◆ What the exercise asks
Rewrite the stretch of entries from the line containing "Point out the blurred" through the end of the entries, both ends included, replacing "bounding box" with "bounding rectangle" and changing nothing else. Leave the pictures out of your answer.

(Entries on locating named things)

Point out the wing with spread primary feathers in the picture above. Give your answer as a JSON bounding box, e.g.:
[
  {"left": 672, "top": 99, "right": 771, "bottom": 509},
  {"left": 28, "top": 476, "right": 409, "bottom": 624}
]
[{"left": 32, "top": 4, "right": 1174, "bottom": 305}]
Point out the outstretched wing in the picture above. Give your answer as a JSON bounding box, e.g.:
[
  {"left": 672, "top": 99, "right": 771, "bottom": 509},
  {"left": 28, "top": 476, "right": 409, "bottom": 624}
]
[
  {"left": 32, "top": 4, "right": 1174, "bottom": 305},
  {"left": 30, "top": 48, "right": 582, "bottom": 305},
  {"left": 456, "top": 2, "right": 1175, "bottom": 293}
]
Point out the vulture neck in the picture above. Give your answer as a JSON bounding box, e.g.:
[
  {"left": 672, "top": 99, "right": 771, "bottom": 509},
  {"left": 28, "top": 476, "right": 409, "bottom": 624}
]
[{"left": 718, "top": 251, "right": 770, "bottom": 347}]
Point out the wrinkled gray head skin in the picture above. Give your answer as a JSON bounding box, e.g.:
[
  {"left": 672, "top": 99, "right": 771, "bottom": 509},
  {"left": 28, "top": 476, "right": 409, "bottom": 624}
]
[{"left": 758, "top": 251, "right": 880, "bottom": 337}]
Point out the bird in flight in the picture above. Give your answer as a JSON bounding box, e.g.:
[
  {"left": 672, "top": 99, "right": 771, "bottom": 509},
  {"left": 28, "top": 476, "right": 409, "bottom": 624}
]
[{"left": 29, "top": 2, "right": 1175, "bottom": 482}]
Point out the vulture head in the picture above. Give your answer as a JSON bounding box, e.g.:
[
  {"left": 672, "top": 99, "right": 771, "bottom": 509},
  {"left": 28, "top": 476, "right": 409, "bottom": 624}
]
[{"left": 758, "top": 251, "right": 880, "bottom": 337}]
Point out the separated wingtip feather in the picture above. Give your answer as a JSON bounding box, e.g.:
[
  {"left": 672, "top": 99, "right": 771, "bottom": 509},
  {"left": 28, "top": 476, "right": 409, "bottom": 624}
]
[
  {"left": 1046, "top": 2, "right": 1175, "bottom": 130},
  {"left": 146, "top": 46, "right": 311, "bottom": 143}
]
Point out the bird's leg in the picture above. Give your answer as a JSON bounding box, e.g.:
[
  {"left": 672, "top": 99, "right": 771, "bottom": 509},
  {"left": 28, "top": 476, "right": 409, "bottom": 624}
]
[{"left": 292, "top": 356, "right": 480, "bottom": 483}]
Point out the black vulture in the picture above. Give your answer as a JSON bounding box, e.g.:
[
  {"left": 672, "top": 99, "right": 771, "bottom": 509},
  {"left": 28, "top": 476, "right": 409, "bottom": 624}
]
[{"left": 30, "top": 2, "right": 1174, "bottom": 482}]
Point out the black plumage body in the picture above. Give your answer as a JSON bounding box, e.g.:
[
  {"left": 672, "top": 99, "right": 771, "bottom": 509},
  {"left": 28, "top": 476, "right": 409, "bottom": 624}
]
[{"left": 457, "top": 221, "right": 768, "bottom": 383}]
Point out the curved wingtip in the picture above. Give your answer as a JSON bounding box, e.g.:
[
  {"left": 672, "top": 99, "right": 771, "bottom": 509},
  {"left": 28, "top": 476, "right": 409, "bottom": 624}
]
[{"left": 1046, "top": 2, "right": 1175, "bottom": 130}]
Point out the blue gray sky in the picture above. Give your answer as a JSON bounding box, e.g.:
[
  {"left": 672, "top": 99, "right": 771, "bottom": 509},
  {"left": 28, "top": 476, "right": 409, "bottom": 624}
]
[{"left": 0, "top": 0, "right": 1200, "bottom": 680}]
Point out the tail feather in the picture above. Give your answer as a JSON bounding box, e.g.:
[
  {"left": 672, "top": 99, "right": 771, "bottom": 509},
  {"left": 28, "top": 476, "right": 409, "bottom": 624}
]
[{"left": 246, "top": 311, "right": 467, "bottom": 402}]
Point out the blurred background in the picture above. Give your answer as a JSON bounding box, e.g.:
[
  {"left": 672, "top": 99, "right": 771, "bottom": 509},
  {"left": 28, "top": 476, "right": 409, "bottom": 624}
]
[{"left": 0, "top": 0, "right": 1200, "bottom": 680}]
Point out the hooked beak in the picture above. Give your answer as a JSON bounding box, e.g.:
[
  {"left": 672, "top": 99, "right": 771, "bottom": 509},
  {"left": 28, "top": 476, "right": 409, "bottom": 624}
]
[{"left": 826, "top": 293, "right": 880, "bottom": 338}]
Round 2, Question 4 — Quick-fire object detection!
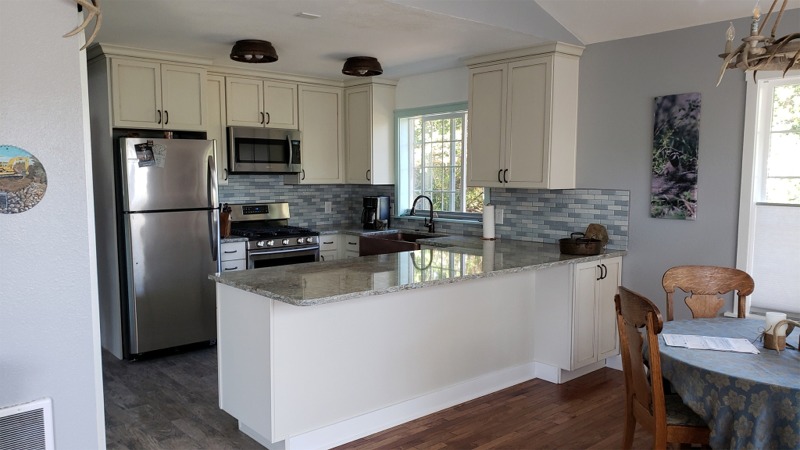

◆ Answer in full
Point out the blurred background in the picture above. Give your answer as a JSON bounding rectangle, e.g.:
[
  {"left": 672, "top": 99, "right": 771, "bottom": 509},
  {"left": 28, "top": 476, "right": 409, "bottom": 624}
]
[{"left": 0, "top": 0, "right": 1200, "bottom": 680}]
Point out the hooked beak in the picture above. Give your answer as a JSON bounding rectangle, e.g.:
[
  {"left": 672, "top": 99, "right": 771, "bottom": 509},
  {"left": 28, "top": 476, "right": 409, "bottom": 624}
]
[{"left": 826, "top": 293, "right": 880, "bottom": 338}]
Round 2, Question 4 — Quick-fire object detection!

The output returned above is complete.